▸ **Exercise instructions**
Two lines mark the range in the entries below: the one holding "Where can the knit" and the one holding "Target: decorative object on dresser". Set down those two and all lines between them, exactly.

Natural language region descriptions:
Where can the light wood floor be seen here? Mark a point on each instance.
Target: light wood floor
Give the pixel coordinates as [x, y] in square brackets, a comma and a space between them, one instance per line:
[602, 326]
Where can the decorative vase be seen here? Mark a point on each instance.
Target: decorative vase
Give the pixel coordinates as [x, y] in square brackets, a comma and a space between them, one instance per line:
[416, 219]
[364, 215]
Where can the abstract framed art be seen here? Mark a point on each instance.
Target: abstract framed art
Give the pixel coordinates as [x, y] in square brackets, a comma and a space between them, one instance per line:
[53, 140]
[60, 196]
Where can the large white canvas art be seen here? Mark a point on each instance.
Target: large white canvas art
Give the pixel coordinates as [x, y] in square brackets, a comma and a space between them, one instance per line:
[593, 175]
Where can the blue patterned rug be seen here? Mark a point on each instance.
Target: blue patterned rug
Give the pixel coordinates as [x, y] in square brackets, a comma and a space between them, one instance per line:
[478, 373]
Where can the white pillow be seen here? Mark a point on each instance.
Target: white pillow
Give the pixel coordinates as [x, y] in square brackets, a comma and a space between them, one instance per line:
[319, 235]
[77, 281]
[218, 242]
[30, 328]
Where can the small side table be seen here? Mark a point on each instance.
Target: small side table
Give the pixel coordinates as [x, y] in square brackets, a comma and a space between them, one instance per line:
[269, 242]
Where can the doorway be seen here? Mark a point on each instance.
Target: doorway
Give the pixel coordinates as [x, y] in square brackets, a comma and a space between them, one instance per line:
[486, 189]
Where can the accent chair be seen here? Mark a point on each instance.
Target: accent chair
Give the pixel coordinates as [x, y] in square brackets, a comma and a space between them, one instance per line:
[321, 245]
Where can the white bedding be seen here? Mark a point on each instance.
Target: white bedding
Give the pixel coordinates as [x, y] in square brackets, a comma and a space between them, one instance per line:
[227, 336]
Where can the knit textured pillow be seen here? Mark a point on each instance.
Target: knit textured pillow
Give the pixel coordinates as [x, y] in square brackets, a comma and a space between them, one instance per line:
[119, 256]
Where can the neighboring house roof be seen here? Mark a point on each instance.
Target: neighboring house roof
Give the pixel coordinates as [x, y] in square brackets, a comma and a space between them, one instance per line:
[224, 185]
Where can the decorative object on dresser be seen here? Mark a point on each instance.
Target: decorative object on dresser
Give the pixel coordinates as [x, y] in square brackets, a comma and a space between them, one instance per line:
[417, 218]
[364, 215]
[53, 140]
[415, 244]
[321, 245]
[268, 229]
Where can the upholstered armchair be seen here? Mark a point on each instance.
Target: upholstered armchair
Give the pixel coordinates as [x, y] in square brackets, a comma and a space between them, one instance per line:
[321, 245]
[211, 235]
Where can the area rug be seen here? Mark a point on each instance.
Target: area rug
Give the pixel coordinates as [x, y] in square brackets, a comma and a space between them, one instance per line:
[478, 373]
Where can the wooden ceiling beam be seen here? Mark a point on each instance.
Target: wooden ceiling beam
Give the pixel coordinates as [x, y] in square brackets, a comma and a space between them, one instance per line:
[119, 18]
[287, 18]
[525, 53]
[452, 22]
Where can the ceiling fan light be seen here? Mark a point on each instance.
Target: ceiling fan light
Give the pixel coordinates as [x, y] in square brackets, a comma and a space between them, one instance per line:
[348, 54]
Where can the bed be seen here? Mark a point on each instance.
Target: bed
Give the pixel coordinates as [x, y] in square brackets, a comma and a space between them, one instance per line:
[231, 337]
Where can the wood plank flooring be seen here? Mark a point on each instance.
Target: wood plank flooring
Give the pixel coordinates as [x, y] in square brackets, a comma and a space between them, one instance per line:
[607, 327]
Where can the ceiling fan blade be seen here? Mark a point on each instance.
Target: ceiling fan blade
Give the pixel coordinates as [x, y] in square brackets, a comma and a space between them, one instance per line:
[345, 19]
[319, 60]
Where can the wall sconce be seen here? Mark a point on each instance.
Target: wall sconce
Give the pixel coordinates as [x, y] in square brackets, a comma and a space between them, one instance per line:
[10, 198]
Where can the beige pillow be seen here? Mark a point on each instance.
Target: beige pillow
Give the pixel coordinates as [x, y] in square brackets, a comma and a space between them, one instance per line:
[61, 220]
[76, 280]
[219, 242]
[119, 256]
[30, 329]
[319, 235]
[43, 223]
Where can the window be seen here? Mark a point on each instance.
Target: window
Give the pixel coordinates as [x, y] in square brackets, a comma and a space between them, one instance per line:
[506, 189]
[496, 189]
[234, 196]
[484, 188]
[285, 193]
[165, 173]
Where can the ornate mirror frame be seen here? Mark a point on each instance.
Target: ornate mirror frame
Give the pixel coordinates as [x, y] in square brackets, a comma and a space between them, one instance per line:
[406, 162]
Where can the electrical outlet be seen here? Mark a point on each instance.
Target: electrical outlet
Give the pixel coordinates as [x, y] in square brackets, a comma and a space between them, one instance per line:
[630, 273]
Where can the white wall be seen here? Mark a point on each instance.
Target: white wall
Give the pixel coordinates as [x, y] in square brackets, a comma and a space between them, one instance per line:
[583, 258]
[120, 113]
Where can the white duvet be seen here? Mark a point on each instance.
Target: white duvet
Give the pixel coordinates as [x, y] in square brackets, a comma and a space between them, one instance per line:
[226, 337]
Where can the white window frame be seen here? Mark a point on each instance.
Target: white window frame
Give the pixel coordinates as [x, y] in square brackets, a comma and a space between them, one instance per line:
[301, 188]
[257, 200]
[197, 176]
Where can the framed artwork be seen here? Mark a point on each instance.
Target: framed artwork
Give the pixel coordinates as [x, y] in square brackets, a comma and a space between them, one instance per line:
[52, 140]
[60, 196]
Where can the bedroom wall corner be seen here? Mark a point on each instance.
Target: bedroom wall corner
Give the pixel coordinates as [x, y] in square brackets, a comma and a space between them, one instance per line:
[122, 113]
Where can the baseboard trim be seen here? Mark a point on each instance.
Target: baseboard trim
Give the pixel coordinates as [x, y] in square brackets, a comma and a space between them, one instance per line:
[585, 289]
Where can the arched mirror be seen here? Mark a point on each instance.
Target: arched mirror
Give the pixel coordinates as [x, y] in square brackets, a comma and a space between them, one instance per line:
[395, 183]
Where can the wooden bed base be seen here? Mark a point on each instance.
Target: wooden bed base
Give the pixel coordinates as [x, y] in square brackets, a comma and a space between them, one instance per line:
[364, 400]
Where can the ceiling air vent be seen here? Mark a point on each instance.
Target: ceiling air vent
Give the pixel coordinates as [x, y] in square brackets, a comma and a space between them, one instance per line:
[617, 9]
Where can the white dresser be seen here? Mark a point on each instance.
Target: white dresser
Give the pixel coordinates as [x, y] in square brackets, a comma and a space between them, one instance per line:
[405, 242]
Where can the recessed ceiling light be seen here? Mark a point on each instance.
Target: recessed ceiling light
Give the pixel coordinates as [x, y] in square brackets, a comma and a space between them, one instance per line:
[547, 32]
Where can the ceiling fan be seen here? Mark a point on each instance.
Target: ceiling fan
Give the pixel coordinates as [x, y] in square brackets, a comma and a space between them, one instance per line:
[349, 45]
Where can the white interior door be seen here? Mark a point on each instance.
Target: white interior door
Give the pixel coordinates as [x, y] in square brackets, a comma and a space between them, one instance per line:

▸ **Result of the task**
Where can the knit textured pillow be seen here? Mark a point on each instance.
Target: knit textured pillow
Give the pixel coordinates as [x, y] in square brackets, a comma and a space between them, one instance per line:
[119, 256]
Where can the neighboring house roof be seen here? Mark a point on each instance.
Target: neighboring house roof
Give the pixel coordinates as [x, y] in square brackets, a comma and a space between them, one instance per line:
[224, 185]
Where can the decorative object on dresser be seen here? Mark a point on each instance.
Target: decorative object on dresser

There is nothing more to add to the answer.